- _TASK OBJECTIVE_
For the entries below, work out how many lines include the string "camouflage", then write only that number.

Region pointing data
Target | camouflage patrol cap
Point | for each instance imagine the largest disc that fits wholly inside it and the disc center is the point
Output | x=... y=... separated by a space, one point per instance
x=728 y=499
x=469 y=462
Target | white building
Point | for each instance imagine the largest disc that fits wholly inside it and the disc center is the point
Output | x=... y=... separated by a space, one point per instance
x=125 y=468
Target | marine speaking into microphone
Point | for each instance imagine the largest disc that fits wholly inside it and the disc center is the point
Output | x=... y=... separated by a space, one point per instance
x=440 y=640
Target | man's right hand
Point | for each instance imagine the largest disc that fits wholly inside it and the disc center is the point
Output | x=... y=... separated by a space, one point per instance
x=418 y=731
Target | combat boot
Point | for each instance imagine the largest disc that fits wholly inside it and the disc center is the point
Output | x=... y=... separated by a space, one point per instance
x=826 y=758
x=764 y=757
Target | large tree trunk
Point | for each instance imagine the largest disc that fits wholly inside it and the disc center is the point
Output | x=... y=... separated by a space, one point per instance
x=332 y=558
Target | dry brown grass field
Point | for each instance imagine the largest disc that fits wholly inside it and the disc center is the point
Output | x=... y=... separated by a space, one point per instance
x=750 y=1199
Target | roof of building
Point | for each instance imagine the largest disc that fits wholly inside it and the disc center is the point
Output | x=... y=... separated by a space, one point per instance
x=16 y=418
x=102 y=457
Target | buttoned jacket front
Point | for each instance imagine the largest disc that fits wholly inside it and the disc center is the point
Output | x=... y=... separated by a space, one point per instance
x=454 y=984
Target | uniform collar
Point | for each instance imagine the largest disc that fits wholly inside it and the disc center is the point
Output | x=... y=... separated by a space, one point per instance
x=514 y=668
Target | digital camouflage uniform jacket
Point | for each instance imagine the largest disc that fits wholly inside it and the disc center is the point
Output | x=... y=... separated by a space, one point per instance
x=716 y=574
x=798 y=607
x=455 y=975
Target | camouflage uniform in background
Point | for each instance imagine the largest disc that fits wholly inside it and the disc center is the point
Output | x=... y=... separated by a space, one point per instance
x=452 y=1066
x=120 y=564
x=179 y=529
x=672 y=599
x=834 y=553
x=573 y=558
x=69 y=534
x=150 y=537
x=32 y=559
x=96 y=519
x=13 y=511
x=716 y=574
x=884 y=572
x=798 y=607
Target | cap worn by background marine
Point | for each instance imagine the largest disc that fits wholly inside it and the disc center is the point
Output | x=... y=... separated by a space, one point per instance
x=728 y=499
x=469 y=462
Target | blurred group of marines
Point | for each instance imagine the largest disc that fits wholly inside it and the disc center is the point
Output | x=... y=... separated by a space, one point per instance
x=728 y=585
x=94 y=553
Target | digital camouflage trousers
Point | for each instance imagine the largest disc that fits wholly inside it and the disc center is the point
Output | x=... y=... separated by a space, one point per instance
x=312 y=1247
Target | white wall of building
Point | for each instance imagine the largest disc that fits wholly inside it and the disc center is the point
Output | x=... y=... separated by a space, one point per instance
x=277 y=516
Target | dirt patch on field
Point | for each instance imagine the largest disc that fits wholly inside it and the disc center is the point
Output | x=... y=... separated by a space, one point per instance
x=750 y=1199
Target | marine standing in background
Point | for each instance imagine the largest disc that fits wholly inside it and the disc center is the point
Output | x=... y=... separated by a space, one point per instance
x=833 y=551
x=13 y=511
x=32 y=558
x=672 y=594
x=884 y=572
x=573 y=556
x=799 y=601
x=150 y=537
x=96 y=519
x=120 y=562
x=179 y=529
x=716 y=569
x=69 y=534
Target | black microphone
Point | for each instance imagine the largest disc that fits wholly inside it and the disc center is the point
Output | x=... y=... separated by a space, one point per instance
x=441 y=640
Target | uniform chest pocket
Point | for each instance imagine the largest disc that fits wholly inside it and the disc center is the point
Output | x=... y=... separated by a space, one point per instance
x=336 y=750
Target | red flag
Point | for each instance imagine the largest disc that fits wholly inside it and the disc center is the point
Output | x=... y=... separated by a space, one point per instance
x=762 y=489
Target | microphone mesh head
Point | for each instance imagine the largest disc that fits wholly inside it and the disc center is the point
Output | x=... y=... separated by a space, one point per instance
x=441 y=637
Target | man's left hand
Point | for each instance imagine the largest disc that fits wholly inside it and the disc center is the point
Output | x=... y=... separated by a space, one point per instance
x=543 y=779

- _PROBLEM SOLUTION_
4